Rewrite every line of the records below as a numbered list, dropping the blank lines.

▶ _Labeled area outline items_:
☆ ☆ ☆ ☆ ☆
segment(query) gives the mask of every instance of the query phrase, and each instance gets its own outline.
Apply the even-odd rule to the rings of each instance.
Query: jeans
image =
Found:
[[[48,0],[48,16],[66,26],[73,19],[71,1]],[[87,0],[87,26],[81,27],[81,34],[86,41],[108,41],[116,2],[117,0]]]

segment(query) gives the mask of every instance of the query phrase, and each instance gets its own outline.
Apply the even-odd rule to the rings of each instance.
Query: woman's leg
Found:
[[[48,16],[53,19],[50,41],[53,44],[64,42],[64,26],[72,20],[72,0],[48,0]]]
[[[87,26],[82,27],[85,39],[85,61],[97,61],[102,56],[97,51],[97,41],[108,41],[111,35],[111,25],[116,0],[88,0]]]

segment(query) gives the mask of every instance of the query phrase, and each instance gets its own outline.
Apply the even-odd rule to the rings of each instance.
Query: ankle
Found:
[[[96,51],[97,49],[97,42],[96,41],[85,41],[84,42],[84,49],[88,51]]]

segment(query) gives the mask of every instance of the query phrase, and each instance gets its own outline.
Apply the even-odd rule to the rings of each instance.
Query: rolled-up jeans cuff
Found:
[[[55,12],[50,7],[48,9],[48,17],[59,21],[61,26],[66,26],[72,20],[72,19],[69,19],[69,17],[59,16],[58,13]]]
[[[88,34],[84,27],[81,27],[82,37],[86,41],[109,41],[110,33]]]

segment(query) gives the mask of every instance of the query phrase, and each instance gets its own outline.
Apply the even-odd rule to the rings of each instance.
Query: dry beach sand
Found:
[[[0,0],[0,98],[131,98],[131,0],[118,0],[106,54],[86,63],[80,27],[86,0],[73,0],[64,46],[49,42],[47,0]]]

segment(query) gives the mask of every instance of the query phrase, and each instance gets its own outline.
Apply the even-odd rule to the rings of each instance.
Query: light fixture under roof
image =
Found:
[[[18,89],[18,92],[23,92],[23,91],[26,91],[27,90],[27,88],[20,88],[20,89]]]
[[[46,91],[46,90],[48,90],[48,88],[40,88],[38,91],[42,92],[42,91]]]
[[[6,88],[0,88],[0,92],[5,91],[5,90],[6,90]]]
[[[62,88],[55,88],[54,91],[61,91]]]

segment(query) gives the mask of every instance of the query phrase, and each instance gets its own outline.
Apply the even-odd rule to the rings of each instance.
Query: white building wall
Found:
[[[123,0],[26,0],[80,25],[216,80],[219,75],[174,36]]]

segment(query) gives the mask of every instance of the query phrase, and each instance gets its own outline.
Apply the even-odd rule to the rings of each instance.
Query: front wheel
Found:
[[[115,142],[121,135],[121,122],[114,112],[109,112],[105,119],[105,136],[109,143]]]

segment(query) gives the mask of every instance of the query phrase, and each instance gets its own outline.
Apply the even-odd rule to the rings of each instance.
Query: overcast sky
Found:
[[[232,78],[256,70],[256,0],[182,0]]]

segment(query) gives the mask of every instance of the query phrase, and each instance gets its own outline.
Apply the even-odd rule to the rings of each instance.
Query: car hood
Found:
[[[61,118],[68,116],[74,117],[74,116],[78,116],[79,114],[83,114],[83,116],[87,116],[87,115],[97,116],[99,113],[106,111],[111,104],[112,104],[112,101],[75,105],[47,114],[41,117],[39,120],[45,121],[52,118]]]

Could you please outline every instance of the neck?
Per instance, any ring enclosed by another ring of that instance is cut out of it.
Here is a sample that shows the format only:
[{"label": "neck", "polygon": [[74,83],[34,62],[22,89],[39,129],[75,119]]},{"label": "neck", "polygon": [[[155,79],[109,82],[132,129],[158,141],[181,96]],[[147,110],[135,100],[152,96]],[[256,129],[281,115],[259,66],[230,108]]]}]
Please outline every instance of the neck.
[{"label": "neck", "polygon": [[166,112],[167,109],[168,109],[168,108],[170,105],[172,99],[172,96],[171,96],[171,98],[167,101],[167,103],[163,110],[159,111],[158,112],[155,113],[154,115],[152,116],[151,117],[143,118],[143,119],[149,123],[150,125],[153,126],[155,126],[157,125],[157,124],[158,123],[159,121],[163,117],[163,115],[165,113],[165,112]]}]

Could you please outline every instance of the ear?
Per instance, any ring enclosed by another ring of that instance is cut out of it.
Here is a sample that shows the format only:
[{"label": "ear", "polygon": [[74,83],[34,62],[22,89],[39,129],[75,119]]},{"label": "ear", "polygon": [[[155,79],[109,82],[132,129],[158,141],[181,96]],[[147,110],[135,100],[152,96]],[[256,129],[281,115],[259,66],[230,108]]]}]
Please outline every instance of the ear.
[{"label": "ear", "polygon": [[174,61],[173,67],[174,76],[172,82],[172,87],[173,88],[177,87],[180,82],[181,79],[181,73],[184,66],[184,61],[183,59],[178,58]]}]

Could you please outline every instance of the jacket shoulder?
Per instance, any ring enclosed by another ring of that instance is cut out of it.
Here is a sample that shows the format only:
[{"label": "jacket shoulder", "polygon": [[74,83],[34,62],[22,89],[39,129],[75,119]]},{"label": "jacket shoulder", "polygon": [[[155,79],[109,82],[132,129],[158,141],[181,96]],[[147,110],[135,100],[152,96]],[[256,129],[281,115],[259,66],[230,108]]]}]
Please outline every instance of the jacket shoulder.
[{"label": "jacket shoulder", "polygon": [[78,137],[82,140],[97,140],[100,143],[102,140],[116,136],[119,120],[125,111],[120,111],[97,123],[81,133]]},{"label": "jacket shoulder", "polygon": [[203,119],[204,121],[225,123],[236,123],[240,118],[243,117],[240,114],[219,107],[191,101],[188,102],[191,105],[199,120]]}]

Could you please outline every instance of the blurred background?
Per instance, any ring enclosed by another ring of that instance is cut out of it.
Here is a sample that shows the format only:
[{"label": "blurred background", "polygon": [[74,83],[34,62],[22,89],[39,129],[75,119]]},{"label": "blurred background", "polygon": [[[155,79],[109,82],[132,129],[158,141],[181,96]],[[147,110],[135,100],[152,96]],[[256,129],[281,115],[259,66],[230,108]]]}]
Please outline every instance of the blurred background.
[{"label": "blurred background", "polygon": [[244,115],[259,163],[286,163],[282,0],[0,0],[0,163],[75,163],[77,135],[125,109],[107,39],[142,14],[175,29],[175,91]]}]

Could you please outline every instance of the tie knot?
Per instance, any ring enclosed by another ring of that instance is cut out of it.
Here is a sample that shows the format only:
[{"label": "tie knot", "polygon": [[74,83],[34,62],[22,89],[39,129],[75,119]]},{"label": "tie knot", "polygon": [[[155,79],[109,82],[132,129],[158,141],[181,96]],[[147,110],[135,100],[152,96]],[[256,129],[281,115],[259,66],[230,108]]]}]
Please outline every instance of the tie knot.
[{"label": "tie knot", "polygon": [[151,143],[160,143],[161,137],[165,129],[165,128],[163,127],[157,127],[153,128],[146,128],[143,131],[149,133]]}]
☆ ☆ ☆ ☆ ☆
▶ _THE COMPLETED TASK_:
1. segment(query) gives the mask of every instance of the query phrase, and each instance gets its own outline.
2. Apply the even-odd rule to the rings of each instance.
3. Query: jeans
4. image =
5. Found:
6. [[[48,0],[48,16],[66,26],[73,19],[71,1]],[[87,0],[87,26],[81,27],[81,34],[86,41],[108,41],[116,2],[117,0]]]
7. segment(query) gives the mask of every instance of the query phrase, and each instance gets its own outline.
8. Apply the even-odd rule to the rings of each instance.
9. Query: woman's leg
10. Found:
11. [[[48,16],[53,19],[50,41],[53,44],[64,42],[64,26],[72,20],[72,0],[48,0]]]
12. [[[87,26],[82,27],[85,39],[85,61],[97,61],[102,56],[97,51],[97,41],[108,41],[111,35],[111,25],[116,0],[88,0]]]
13. segment(query) gives the mask of every instance of the query phrase, and each instance gets its own outline.
14. Apply the even-odd rule to the rings of each instance.
15. Query: ankle
16. Found:
17. [[[96,51],[97,49],[97,42],[96,41],[85,41],[84,42],[84,49],[88,51]]]
18. segment(query) gives the mask of every instance of the query phrase, and each instance gets its own outline.
19. Apply the even-odd rule to the rings of each instance.
20. Query: rolled-up jeans cuff
21. Found:
22. [[[55,12],[50,7],[48,9],[48,17],[59,21],[61,26],[66,26],[72,20],[72,19],[69,19],[69,17],[59,16],[58,13]]]
23. [[[88,34],[84,27],[81,27],[82,37],[86,41],[109,41],[110,33]]]
24. segment(query) gives the mask of every instance of the query phrase, and each instance gets its own outline.
25. Apply the even-odd rule to the rings of each instance.
26. Query: dry beach sand
27. Found:
28. [[[0,0],[0,98],[131,98],[131,0],[118,0],[106,54],[86,63],[80,27],[86,0],[73,0],[64,46],[49,42],[47,0]]]
29. segment(query) gives the mask of every instance of the query phrase, and each instance gets its own outline.
30. Apply the even-odd rule to the rings of each instance.
31. Query: light fixture under roof
32. image =
33. Found:
34. [[[18,89],[18,92],[23,92],[23,91],[26,91],[27,90],[27,88],[20,88],[20,89]]]
35. [[[46,91],[46,90],[48,90],[48,88],[40,88],[38,91],[42,92],[42,91]]]
36. [[[6,88],[0,88],[0,92],[5,91],[5,90],[6,90]]]
37. [[[62,88],[55,88],[54,91],[61,91]]]
38. segment(query) gives the mask of every instance of the query phrase, and each instance gets its own outline.
39. Apply the even-odd rule to the rings of each instance.
40. Query: white building wall
41. Found:
42. [[[123,0],[26,0],[80,25],[216,80],[219,75],[174,36]]]
43. segment(query) gives the mask of every instance of the query phrase, and each instance gets its own outline.
44. Apply the even-odd rule to the rings of each instance.
45. Query: front wheel
46. Found:
47. [[[115,142],[121,135],[121,122],[114,112],[109,112],[105,119],[105,136],[109,143]]]
48. segment(query) gives the mask of every instance of the query phrase, and each instance gets its own outline.
49. Apply the even-odd rule to the rings of each instance.
50. Query: overcast sky
51. Found:
52. [[[232,78],[256,70],[256,0],[182,0]]]
53. segment(query) gives the mask of every instance of the query phrase, and each instance gets its own outline.
54. Apply the even-odd rule to the rings of each instance.
55. Query: car hood
56. Found:
57. [[[61,118],[68,116],[74,117],[74,116],[78,116],[79,114],[83,114],[83,116],[87,116],[87,115],[97,116],[99,113],[106,111],[111,104],[112,104],[112,101],[75,105],[47,114],[41,117],[39,120],[45,121],[52,118]]]
58. Could you please outline every instance of the neck?
59. Per instance, any ring enclosed by another ring of that instance is cut out of it.
60. Here is a sample that shows the format only:
61. [{"label": "neck", "polygon": [[74,83],[34,62],[22,89],[39,129],[75,119]]},{"label": "neck", "polygon": [[[155,79],[109,82],[132,129],[158,141],[181,96]],[[147,110],[135,100],[152,96]],[[256,129],[281,115],[259,66],[230,108]]]}]
62. Please outline every instance of the neck.
63. [{"label": "neck", "polygon": [[166,112],[167,109],[168,109],[168,108],[170,105],[172,99],[172,96],[171,96],[171,98],[167,101],[167,103],[163,110],[159,111],[158,112],[155,113],[154,115],[152,116],[151,117],[143,118],[143,119],[149,123],[150,125],[153,126],[155,126],[157,125],[157,124],[158,123],[159,121],[163,117],[163,115],[165,113],[165,112]]}]
64. Could you please outline every instance of the ear?
65. Per instance, any ring enclosed by another ring of that instance is cut out of it.
66. Here is a sample that shows the format only:
67. [{"label": "ear", "polygon": [[74,83],[34,62],[22,89],[39,129],[75,119]]},{"label": "ear", "polygon": [[[155,79],[109,82],[132,129],[158,141],[181,96]],[[147,110],[135,100],[152,96]],[[256,129],[281,115],[259,66],[230,108]]]}]
68. Please outline every instance of the ear.
69. [{"label": "ear", "polygon": [[174,61],[173,67],[174,76],[172,82],[172,87],[173,88],[177,87],[180,82],[181,79],[181,73],[184,66],[184,61],[183,59],[178,58]]}]
70. Could you please outline every instance of the jacket shoulder?
71. Per instance, any ring enclosed by another ring of that instance is cut out of it.
72. Here is a sample that shows the format only:
73. [{"label": "jacket shoulder", "polygon": [[74,83],[34,62],[22,89],[39,129],[75,119]]},{"label": "jacket shoulder", "polygon": [[[155,79],[109,82],[132,129],[158,141],[181,96]],[[147,110],[135,100],[152,96]],[[256,129],[281,115],[259,66],[230,108]]]}]
74. Please outline every instance of the jacket shoulder.
75. [{"label": "jacket shoulder", "polygon": [[78,137],[82,140],[97,140],[100,143],[102,140],[116,136],[119,120],[125,111],[120,111],[97,123],[81,133]]},{"label": "jacket shoulder", "polygon": [[203,119],[204,121],[225,123],[236,123],[240,118],[243,117],[240,114],[219,107],[191,101],[188,102],[191,105],[199,120]]}]
76. Could you please outline every instance of the blurred background?
77. Per instance, any ring enclosed by another ring of that instance is cut out of it.
78. Here is a sample that shows the format only:
79. [{"label": "blurred background", "polygon": [[74,83],[34,62],[22,89],[39,129],[75,119]]},{"label": "blurred background", "polygon": [[[155,79],[109,82],[132,129],[158,141],[181,96]],[[147,110],[135,100],[152,96]],[[256,129],[281,115],[259,66],[230,108]]]}]
80. Please outline every instance of the blurred background.
81. [{"label": "blurred background", "polygon": [[244,115],[259,163],[286,163],[282,0],[0,0],[0,163],[75,163],[77,135],[125,109],[107,39],[142,14],[175,29],[175,91]]}]
82. Could you please outline every instance of the tie knot?
83. Per instance, any ring enclosed by another ring of that instance is cut out of it.
84. Here is a sample that shows the format only:
85. [{"label": "tie knot", "polygon": [[74,83],[34,62],[22,89],[39,129],[75,119]]},{"label": "tie knot", "polygon": [[[155,79],[109,82],[132,129],[158,141],[181,96]],[[147,110],[135,100],[152,96]],[[256,129],[281,115],[259,66],[230,108]]]}]
86. Please outline every instance of the tie knot.
87. [{"label": "tie knot", "polygon": [[151,143],[160,143],[161,137],[165,129],[165,128],[163,127],[157,127],[153,128],[146,128],[143,131],[149,133]]}]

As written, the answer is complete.